____ RECORD SET

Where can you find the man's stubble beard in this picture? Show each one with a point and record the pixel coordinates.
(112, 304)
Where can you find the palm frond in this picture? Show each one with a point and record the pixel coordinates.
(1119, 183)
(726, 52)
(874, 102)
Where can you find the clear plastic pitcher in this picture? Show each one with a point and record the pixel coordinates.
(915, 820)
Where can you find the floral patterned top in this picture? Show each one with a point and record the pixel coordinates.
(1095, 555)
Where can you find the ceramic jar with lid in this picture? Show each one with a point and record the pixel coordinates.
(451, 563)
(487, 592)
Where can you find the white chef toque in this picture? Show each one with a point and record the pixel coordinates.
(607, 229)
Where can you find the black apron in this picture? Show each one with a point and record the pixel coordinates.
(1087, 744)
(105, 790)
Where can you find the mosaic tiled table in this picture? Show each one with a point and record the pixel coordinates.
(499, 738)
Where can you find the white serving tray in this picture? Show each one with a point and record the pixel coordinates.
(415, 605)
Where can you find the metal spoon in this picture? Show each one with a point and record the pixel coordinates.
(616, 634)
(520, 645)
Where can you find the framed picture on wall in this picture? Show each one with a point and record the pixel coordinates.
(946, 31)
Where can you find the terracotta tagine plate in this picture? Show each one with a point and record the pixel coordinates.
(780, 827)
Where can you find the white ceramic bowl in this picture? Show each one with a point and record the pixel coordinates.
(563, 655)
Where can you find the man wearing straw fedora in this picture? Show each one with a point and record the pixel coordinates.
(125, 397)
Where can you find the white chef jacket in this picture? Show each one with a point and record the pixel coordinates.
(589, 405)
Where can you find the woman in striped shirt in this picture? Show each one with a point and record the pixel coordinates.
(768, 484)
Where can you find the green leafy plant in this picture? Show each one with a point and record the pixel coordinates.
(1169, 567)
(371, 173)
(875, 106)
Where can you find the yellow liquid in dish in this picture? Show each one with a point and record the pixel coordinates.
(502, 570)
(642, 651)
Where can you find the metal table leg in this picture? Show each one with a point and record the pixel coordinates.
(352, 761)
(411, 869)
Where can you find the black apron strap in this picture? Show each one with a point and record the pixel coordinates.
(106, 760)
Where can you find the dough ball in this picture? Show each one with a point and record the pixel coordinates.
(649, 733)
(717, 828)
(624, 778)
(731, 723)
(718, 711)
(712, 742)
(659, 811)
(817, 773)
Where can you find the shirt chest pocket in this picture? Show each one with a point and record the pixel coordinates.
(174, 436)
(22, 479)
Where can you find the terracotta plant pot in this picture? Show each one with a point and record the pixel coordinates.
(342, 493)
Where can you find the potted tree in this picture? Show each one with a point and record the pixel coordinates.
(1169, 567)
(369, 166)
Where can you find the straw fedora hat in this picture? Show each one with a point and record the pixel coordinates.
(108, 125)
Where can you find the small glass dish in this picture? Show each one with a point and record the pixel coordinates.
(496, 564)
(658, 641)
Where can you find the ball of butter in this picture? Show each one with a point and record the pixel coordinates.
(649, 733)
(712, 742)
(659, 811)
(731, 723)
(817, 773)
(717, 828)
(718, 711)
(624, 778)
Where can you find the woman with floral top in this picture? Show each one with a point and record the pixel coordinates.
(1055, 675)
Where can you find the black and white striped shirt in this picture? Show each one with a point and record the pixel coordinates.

________

-- DO THIS --
Repeat each of the entries above precisely as given.

-- TASK RESPONSE --
Where can you find the man's stubble beard in this picture? Show each one with a point and record the pixel coordinates.
(112, 304)
Where can you find the palm frond in this picture? Show each one with a point and record the pixel coordinates.
(1119, 183)
(726, 52)
(874, 102)
Where can you find the clear plastic pitcher in this picture? Show each one with a point and record the pixel coordinates.
(915, 820)
Where can you find the floral patterned top in this picture? Show each one with a point and record the pixel coordinates.
(1095, 555)
Where can you find the ceramic jar with lid in this picture? Show each one with a point and record the pixel coordinates.
(451, 563)
(487, 592)
Where can you find the white chef toque in this picture? Show each one with a point and record the pixel coordinates.
(607, 229)
Where can you find the black apron in this picture? Show each one with a point and record the pixel coordinates.
(1087, 744)
(105, 790)
Where can you find the mosaic tiled table in this picture? Show each one with a point and record the pixel coordinates.
(499, 738)
Where can you find the white serving tray in this picture? Show each one with a point and record the pixel coordinates.
(415, 605)
Where can you find the metal spoon in this picture? Show each one with a point and record the pixel coordinates.
(616, 634)
(520, 645)
Where can you find the framed picture on wall in this picture? Show each one with a point and record the pixel coordinates.
(946, 31)
Where can you find the terracotta tagine plate in this picture? Show each one with a point and record the pixel coordinates.
(780, 827)
Where can you find the white ceramic bowl in this picture? Show each one with a point and record the pixel coordinates.
(563, 655)
Where can you find the man wearing straw fedora in this picture? Show each one with a point and record the pixel coordinates.
(125, 397)
Where can you find the white chef jacket in this picture? Show each one with a point and record the pixel coordinates.
(589, 405)
Where can you find the woman in striped shirt in this picture? Show each one with a point and record the pixel coordinates.
(768, 484)
Where can you find the green leafy plant in this picture? Show each one with a point and record the pixel coordinates.
(1169, 567)
(371, 173)
(875, 106)
Where can you find the yellow liquid in dish in this picture? Show each one with a point and record the pixel coordinates.
(502, 570)
(642, 651)
Where can you find the metal table leg in this picture? Show each one with a point and record the pixel coordinates.
(352, 761)
(411, 869)
Where can you find the black apron strap in this picture? Show each one with a point and record the pixel coordinates.
(106, 760)
Where can you find the dough ball in this picture? Show each one with a point and record the pixel coordinates.
(649, 733)
(717, 828)
(624, 778)
(731, 723)
(718, 711)
(712, 742)
(659, 811)
(817, 773)
Where can you find the shirt chest pocket in this picture? Show each one with a point and record the pixel coordinates.
(174, 436)
(22, 479)
Where can you find the terracotta plant pot in this picture? Show each one with a point and record the pixel coordinates.
(342, 493)
Where can you find the potted tree in this picture? Show each one with a point and record the pixel coordinates.
(1169, 567)
(369, 166)
Where can you find the straw fedora hat in this picture? Show each one with a point and record the pixel coordinates.
(108, 125)
Where can you find the small glass dish in this picture? Show each one with a point and record the pixel coordinates.
(496, 564)
(658, 641)
Where can you find the ball of butter in this picture? Show each one with a point and record the pixel coordinates.
(649, 733)
(712, 742)
(659, 811)
(731, 723)
(817, 773)
(717, 828)
(718, 711)
(624, 778)
Where can you find the woman with floral top in this picture? Show each one with a point and record the pixel coordinates.
(1055, 675)
Where can you find the black and white striped shirt in this picture? Show each one with a point and record the pixel coordinates.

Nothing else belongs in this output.